象潟祭典 中橋の車切
さて本日は、秋田県にかほ市象潟町の統一祭典見物から中橋町の囃子屋台です。
中橋の車切と称されるこの風流山車はにかほ市指定無形文化財となっています。
この祭りは、中橋に鎮座する舩着八幡神社の祭礼で、毎年5月第3日曜日に行われているものです。
昨日ブログの熊野神社とは川向に対面していて、海からの関門的な役割を果たしていたのかと思います。
本殿から鳥居までの参道には立砂が置かれています。
神社の伝承によれば、神功皇后が三韓征伐の帰りに時化にあい、象潟の港に漂着した。
その際に由来着御の地には船着八幡、御休息の地には腰掛八幡、遺品の帯石を御神体とする若宮八幡、竜衣の濡れたのを掛けた松の木を記念する袖掛八幡として祀っているとのこと。
その舩着八幡神社の祭典に町内を廻るのが車切と呼ばれる囃子屋台です。
中橋の車切について「秋田民俗芸能アーカイブス」から引用すると
「車切の始まりの年代は不明とされるが、起源としては、昔修験者が山中修行の時に魔物につかれないために奏でたものが発展したといわれ、車切は遮ることだという。中橋の車切は中橋八幡神社の祭礼によるとされるが、塩越総鎮守である熊野神社祭礼も同時におこなわれることから、塩越地区を巡行して演じられている。屋台の運行は大人が引くが演じるひとは子どもとされている。中橋の八幡神社から出て、また神社にもどり納める。車切は単独で屋台を引き回すが、屋台には囃子方と踊り人が乗り、巡行中に各家々の前に屋台正面を向けて演舞される。」

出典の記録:
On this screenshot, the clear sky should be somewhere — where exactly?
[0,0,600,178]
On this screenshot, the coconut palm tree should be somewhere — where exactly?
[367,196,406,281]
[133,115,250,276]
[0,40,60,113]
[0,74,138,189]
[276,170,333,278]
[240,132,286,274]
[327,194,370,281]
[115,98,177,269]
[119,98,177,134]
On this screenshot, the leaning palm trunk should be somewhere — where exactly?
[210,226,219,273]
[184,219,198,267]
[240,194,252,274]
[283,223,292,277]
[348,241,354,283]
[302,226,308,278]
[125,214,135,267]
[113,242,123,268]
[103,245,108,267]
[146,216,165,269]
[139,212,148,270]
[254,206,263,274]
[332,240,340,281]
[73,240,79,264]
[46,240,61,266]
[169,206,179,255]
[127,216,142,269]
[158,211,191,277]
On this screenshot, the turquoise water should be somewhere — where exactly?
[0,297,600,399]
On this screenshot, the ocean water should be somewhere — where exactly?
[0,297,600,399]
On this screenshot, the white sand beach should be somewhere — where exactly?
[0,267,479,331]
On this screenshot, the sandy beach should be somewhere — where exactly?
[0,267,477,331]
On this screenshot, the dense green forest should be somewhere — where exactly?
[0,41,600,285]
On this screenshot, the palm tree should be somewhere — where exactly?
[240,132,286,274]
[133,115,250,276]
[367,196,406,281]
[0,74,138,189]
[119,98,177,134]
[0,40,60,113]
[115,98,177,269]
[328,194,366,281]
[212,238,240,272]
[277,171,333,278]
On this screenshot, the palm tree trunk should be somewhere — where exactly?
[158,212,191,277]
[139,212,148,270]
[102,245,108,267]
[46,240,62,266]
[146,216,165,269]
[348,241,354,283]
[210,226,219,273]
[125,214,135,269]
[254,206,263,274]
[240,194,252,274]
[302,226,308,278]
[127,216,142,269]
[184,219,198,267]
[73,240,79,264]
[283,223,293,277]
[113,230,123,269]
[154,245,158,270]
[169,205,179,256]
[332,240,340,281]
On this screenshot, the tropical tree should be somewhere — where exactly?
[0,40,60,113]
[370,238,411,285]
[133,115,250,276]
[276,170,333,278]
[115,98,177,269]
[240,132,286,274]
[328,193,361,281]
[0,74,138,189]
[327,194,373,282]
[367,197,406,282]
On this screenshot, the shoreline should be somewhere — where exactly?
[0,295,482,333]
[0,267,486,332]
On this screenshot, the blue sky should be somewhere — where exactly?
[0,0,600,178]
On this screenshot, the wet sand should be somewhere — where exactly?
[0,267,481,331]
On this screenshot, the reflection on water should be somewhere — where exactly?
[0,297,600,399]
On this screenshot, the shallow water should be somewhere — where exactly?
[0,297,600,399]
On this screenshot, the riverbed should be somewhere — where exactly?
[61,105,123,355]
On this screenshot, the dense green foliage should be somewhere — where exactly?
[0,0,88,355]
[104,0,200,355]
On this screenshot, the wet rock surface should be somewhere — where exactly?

課題一覧:
1) 象潟の祭典についての本文によると、舩着八幡神社の祭りは毎年いつ行われますか。
2) 記録のうち、「On this screenshot, the white」を含む行から「[0,267,477,331]」を含む行までを、両端の行も含めてそのまま書き写してください。

課題の解答:
1) 毎年5月第3日曜日に行われます。

2)
On this screenshot, the white sand beach should be somewhere — where exactly?
[0,267,479,331]
On this screenshot, the sandy beach should be somewhere — where exactly?
[0,267,477,331]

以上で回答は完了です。